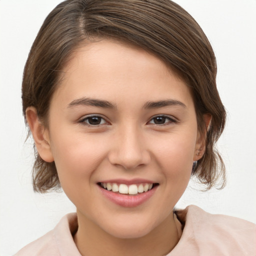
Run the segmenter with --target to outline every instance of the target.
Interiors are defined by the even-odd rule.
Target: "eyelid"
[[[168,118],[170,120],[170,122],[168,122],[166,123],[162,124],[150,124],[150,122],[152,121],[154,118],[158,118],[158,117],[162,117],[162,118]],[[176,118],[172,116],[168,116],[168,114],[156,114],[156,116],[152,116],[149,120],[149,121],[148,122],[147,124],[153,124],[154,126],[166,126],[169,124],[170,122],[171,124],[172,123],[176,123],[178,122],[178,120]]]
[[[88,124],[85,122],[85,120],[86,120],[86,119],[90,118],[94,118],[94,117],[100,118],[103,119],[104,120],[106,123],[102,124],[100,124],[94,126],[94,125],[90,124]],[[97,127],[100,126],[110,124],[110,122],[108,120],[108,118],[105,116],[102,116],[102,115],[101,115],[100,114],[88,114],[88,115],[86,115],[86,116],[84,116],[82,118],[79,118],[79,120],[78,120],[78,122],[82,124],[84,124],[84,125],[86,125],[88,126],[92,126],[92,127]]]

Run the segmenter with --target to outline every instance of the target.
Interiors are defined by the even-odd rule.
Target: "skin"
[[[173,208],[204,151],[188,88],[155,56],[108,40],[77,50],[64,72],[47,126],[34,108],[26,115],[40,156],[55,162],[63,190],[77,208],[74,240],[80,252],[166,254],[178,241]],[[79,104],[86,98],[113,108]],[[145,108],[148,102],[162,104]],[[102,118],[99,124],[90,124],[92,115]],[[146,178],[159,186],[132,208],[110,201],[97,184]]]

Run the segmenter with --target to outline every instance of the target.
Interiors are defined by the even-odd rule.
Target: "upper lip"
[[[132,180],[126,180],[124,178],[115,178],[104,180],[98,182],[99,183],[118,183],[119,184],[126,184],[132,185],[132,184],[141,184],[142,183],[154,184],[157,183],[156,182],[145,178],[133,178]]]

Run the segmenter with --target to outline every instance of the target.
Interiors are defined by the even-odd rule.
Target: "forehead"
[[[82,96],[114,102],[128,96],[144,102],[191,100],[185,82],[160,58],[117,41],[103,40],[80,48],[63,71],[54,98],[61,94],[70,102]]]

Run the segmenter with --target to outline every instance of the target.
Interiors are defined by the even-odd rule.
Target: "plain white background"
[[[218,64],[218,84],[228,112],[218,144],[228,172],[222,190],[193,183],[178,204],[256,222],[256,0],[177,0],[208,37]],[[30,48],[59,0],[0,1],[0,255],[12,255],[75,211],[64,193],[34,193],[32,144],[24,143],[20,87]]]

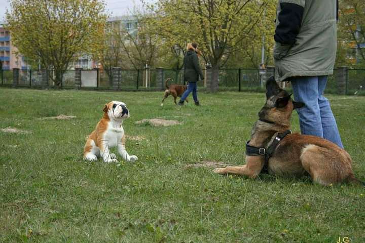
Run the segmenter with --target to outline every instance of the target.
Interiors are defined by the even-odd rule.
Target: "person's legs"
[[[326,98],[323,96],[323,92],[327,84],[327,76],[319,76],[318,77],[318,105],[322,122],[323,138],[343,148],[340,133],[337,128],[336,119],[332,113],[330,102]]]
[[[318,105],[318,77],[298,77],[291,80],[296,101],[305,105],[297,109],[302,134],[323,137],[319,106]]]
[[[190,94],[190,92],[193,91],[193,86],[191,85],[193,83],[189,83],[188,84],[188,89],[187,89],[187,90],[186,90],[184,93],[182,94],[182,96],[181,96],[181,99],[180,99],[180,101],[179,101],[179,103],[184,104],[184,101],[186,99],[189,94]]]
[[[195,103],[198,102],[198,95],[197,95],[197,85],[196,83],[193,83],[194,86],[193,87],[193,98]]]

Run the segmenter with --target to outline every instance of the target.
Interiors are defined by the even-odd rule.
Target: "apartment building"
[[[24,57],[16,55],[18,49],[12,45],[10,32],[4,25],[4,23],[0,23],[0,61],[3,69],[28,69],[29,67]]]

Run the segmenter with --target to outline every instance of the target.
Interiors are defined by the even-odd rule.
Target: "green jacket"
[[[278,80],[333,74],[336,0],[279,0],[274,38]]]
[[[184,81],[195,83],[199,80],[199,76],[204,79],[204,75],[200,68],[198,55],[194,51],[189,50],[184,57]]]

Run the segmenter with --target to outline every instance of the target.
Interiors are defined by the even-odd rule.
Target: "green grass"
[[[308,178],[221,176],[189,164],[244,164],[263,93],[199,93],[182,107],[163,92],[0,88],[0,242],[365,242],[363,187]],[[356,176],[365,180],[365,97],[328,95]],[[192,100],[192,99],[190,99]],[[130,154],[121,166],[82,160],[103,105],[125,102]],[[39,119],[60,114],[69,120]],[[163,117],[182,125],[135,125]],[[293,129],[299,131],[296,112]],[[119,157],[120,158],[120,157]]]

·····

* [Short task]: Every record above should come back exactly, but without its pictures.

* [Expected output]:
Run the segmenter with --target to outline every instance of the target.
Interiors are defined by the even-odd rule.
Target: "eyelid"
[[[168,118],[170,120],[170,122],[168,122],[166,123],[162,124],[150,124],[150,122],[152,121],[154,118],[158,118],[158,117],[162,117],[162,118]],[[176,118],[172,116],[168,116],[168,114],[156,114],[156,116],[152,116],[149,120],[149,121],[148,122],[147,124],[153,124],[154,126],[166,126],[169,124],[170,122],[171,124],[172,123],[176,123],[178,122],[178,120]]]
[[[88,124],[85,122],[85,120],[86,120],[86,119],[90,118],[94,118],[94,117],[100,118],[103,119],[104,120],[106,123],[102,124],[100,124],[94,126],[94,125],[90,124]],[[97,127],[100,126],[110,124],[110,122],[108,120],[108,118],[105,116],[102,116],[102,115],[101,115],[100,114],[88,114],[88,115],[86,115],[86,116],[84,116],[82,118],[79,118],[79,120],[78,120],[78,122],[82,124],[84,124],[84,125],[86,125],[88,126],[92,126],[92,127]]]

Run the segmenter with --target to outline every instance of the target.
Interiors are defined by the even-odd rule.
Target: "skin"
[[[173,208],[204,151],[188,88],[155,56],[108,40],[77,50],[64,72],[47,126],[34,108],[26,115],[40,156],[55,162],[63,190],[77,208],[74,240],[80,252],[166,254],[178,241]],[[79,104],[86,98],[113,108]],[[145,108],[148,102],[162,104]],[[102,118],[99,124],[90,124],[92,115]],[[146,178],[159,186],[132,208],[110,201],[97,184]]]

Run the segmenter with --target to outline every instance of the target.
Interiors are defined by the even-odd rule.
Target: "upper lip"
[[[132,180],[126,180],[124,178],[115,178],[104,180],[98,182],[99,183],[118,183],[119,184],[126,184],[132,185],[132,184],[141,184],[142,183],[154,184],[157,183],[156,182],[145,178],[133,178]]]

Run the segmenter with --target to outline every instance of the target.
Interiors are defined by the even-odd rule.
Target: "forehead"
[[[82,96],[114,102],[128,96],[144,102],[191,100],[185,82],[160,58],[117,41],[103,40],[80,48],[63,71],[54,98],[61,94],[70,102]]]

Run the segmenter with --target to outline every instance of the target.
Interiors are defined by the even-odd rule.
Target: "plain white background"
[[[218,64],[218,84],[228,112],[218,144],[228,172],[222,190],[193,183],[178,204],[256,222],[256,0],[177,0],[208,37]],[[30,48],[59,0],[0,1],[0,255],[12,255],[75,211],[64,193],[34,193],[32,144],[24,143],[20,87]]]

Run the segmenter with --target to outline every instance of the target.
Interiors are defined by the even-odd rule.
Target: "person's legs"
[[[326,98],[323,96],[323,92],[327,84],[327,76],[319,76],[318,77],[318,105],[322,122],[323,138],[343,148],[340,133],[337,128],[336,119],[332,113],[330,102]]]
[[[318,105],[318,77],[298,77],[291,80],[296,101],[305,105],[297,109],[302,134],[323,137],[319,106]]]
[[[190,94],[190,92],[193,91],[193,86],[191,85],[193,83],[189,83],[188,84],[188,89],[187,89],[187,90],[186,90],[184,93],[182,94],[182,96],[181,96],[181,99],[180,99],[180,101],[179,101],[179,103],[184,104],[184,101],[186,99],[189,94]]]
[[[195,103],[198,102],[198,95],[197,95],[197,85],[196,83],[193,83],[194,86],[193,87],[193,98]]]

Run the segmenter with --target to outline every instance of the target.
Interiors are defined by the even-odd rule.
Target: "apartment building"
[[[24,57],[16,55],[18,49],[12,45],[10,32],[4,25],[4,23],[0,23],[0,61],[3,69],[28,69],[29,67]]]

Run the segmenter with --target to outline every instance of the target.
Interiors are defined by the even-odd rule.
Target: "green jacket"
[[[278,80],[333,74],[336,0],[279,0],[274,38]]]
[[[184,81],[195,83],[199,80],[199,76],[204,79],[204,75],[200,68],[198,55],[194,51],[189,50],[184,57]]]

Run the segmenter with --target to outline every instance of the target.
Interiors are defined by the even-odd rule.
Target: "green grass"
[[[308,178],[221,176],[189,164],[244,164],[263,93],[199,93],[182,107],[163,92],[0,88],[0,242],[365,242],[363,187]],[[356,176],[365,180],[365,97],[328,95]],[[192,100],[192,99],[190,99]],[[130,154],[121,166],[82,160],[103,105],[125,102]],[[39,119],[60,114],[69,120]],[[163,117],[182,125],[135,125]],[[293,129],[299,131],[296,112]],[[119,157],[120,158],[120,157]]]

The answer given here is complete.